- Extract provided
Subject: Re: [boost] [gsoc] boost.simd news from the front.
From: Joel falcou (joel.falcou_at_[hidden])
Date: 2011-06-10 17:33:37
On 10/06/11 15:16, David A. Greene wrote:
> I don't think this presentation makes the case for this library. That
> said, I am very glad you and others are thinking about these problems.
> Almost everything the compiler needs to vectorize well that it does not
> get from most language syntax can be summed up by two concepts: aliasing
> and alignment.
No. How can a compiler vectorized a function in another binary .o ?
Like who is gonna vectorize cos and its ilk ?
> I don't see how pack<> addresses the aliasing problem in any way that is
> not similar to simply grabbing local copies of global data or
> parameters. Various C++ "restrict" extensions already address the
> latter. We desperately need something much better than "restrict" in
> standard C++. Manycore is the future and parallel processing is the new
If you read the slides, you would have seen that pack is like the
messenger of the whole sidm range system which is fitting right into
*higher level of abstraction* and not some piggy backing of the compiler.

- Required tasks
1: In the boost.simd mailing list reply, which two concepts does David A. Greene say sum up almost everything a compiler needs to vectorize well?
2: Pick up the boost.simd mailing list reply after its last sentence and keep writing it.

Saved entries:
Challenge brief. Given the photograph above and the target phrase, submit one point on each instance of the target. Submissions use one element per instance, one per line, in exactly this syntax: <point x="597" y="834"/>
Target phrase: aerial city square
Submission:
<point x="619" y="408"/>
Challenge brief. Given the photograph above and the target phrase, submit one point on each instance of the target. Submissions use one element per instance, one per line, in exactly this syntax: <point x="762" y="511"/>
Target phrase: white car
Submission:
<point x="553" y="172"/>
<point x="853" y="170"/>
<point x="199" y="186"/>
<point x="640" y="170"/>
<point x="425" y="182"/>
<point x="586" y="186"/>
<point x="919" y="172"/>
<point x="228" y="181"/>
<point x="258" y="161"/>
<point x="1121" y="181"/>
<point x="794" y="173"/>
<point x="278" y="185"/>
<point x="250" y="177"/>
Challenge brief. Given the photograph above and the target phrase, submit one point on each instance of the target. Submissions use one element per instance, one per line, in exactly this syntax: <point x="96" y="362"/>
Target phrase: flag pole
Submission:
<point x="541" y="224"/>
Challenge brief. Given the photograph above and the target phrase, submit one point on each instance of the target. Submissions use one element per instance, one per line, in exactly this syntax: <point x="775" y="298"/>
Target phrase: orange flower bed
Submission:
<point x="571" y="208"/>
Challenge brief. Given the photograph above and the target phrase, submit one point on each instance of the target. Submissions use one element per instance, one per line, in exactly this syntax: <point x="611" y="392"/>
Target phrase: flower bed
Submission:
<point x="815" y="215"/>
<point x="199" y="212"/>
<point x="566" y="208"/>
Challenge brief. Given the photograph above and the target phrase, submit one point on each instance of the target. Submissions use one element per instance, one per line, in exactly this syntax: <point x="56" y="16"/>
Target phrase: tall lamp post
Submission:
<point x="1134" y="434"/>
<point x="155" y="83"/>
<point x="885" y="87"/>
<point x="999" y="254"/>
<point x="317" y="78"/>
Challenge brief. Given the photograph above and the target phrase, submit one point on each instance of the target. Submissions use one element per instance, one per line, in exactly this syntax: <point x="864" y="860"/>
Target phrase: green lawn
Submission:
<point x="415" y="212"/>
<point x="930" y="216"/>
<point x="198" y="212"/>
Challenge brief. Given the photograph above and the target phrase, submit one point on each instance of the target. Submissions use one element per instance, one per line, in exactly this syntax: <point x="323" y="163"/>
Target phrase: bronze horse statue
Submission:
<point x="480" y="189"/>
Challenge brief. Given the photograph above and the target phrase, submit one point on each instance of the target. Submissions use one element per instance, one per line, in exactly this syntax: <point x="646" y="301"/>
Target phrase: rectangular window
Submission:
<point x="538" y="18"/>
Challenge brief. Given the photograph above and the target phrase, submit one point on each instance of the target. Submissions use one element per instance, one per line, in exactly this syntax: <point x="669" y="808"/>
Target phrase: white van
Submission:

- Responses by task
1: Aliasing and alignment.

2:
> pack<> does address alignment, but it's overkill. It's also
> pessimistic. One does not always need aligned data to vectorize, so the
> conditions placed on pack<> are too restrictive. Furthermore, the
> alignment information pack<> does convey will likely get lost in the
> depths of the compiler, leading to suboptimal code generation unless
> that alignment information is available elsewhere (and it often is).
Well, my benchmarks disagree with this. See this old post of mine one
year ago about the same subject. If getting 95% of peak performances
is pessimistic, then sorry.
> I think a far more useful design of this library would be providing
> standard ways to assert certain conditions. For example:
No. Range that accept SIMD operations are a perfect HL feature. We are
writing a library not an extension for compilers.
> What's under the operators on pack<>? Is it assembly code?
No as naked assembly prevent proper inlining and other register based
compiler optimisation. We use w/e intirnsic is avialable for the current
compiler/architecture at hand.
> I wonder how pack<T> can know the best vector length. That is highly,
> highly code- and implementation-dependent.
No. On SSEx machine, SIMD vector are 128 bits, this means pack<T,
sizeof(T)/16> is optimal so a simple meta-function finds it.
> How does simd::where define pack<> elements of the result where the
> condition is false? Often the best solution is to leave them undefined
> but your example seems to require maintaining current values.
This make no sense. False is [0 ... 0] True is [ ~0 ... ~0]. Period.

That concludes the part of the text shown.